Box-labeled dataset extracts
+-------+

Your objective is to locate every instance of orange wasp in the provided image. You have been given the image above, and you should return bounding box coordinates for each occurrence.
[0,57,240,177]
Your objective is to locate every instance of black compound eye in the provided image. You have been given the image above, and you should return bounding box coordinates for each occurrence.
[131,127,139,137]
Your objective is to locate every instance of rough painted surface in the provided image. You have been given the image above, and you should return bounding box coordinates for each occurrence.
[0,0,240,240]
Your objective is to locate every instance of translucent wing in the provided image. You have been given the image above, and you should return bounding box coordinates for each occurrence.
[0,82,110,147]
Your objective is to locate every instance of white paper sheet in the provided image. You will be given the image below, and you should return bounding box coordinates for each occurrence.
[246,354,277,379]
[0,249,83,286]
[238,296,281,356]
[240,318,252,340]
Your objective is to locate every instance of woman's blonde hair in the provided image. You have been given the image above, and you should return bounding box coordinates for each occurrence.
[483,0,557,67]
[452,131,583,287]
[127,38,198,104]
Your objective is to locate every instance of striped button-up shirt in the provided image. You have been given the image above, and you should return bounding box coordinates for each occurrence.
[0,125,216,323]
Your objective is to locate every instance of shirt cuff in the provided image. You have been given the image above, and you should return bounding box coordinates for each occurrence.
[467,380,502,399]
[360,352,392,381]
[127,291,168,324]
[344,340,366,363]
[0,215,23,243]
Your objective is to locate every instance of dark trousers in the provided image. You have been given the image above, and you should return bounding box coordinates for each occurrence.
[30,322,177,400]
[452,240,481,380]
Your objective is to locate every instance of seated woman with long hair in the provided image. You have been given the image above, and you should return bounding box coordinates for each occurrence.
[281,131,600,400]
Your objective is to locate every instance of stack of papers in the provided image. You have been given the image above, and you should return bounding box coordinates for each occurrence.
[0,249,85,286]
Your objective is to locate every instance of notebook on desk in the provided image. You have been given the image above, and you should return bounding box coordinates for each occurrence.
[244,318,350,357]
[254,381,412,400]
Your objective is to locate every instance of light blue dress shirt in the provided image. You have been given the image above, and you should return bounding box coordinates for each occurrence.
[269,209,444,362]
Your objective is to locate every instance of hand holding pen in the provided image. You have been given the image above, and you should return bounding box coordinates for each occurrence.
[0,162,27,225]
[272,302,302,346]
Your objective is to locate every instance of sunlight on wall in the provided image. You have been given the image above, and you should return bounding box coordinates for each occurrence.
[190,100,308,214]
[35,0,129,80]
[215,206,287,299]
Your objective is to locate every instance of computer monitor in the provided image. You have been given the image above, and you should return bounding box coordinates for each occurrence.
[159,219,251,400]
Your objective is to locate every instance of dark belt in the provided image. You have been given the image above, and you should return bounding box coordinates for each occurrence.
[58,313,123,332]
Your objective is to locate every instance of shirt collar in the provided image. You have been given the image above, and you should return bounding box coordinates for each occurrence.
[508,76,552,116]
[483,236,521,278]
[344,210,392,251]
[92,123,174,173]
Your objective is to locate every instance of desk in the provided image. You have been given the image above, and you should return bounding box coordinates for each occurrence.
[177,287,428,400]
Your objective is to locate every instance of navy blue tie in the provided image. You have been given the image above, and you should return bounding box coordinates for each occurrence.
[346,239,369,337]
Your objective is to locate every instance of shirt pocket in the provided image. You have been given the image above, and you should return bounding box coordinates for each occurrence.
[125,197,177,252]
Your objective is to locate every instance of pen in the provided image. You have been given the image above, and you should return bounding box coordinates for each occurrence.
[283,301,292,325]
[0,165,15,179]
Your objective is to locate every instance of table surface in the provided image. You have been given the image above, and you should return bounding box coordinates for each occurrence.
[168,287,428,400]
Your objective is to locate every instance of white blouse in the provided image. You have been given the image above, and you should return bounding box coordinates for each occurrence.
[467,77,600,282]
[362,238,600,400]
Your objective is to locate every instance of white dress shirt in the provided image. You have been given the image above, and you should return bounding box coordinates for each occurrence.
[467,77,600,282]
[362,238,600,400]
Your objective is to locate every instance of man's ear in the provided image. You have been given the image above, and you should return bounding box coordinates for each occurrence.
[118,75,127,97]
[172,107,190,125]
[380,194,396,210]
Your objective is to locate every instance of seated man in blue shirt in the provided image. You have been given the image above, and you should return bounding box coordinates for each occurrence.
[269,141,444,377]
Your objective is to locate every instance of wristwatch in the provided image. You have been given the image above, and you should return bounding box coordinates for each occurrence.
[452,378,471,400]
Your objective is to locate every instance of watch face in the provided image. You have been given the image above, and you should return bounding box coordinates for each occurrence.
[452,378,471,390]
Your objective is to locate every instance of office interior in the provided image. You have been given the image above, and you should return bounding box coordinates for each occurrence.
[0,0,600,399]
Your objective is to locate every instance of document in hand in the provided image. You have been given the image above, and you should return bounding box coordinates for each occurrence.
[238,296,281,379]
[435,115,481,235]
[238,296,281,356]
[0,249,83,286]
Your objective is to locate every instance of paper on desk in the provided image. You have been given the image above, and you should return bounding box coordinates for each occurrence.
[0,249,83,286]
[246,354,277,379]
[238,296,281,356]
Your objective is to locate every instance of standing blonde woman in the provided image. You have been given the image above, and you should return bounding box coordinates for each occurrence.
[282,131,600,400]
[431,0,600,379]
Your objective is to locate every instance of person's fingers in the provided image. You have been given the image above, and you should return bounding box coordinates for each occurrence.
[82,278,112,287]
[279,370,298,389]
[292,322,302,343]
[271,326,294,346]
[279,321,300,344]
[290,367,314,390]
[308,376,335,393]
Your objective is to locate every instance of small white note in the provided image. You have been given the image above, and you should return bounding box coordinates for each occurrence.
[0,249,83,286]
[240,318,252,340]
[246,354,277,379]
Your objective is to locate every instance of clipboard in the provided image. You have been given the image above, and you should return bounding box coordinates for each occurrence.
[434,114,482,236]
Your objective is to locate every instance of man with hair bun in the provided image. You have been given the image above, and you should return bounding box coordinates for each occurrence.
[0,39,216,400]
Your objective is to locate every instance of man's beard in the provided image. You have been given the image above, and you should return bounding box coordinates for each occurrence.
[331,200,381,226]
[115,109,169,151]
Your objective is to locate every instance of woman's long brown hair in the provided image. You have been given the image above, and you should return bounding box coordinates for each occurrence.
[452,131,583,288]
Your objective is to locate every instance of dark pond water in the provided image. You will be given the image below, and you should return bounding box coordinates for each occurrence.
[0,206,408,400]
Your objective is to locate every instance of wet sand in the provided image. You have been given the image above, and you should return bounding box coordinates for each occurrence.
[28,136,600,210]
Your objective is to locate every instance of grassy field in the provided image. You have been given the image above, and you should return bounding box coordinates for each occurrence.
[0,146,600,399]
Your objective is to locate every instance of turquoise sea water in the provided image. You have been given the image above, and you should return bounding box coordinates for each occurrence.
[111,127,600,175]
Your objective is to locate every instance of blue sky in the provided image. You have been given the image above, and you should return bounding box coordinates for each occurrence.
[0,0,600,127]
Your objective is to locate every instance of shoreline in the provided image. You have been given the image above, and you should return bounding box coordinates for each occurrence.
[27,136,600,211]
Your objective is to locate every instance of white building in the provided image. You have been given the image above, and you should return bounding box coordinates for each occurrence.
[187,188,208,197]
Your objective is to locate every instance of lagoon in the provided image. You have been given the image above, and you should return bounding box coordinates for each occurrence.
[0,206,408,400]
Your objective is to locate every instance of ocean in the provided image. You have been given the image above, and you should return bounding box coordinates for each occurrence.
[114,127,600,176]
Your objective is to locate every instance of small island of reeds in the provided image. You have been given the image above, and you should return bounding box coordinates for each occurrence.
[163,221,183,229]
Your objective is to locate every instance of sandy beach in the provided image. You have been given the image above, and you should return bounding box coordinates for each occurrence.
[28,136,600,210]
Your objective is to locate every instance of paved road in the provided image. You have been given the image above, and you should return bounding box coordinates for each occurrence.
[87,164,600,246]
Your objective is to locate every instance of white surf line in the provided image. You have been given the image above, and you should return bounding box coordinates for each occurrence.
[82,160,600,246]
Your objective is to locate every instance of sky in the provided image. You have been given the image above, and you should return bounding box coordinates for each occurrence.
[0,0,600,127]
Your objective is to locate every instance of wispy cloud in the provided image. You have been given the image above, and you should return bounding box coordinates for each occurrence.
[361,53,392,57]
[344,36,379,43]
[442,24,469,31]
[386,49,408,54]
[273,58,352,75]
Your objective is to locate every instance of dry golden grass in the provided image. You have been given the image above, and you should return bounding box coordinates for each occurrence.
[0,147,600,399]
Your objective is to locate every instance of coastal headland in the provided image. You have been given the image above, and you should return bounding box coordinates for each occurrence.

+-------+

Task to complete: Please return, word for word, the stretch of the listing from its start through the line containing "[0,57,240,177]".

Task solution:
Your objective is to locate every instance of orange wasp in the provided image. You have been given the image above, and you should return bounding box coordinates for each occurrence.
[0,57,240,177]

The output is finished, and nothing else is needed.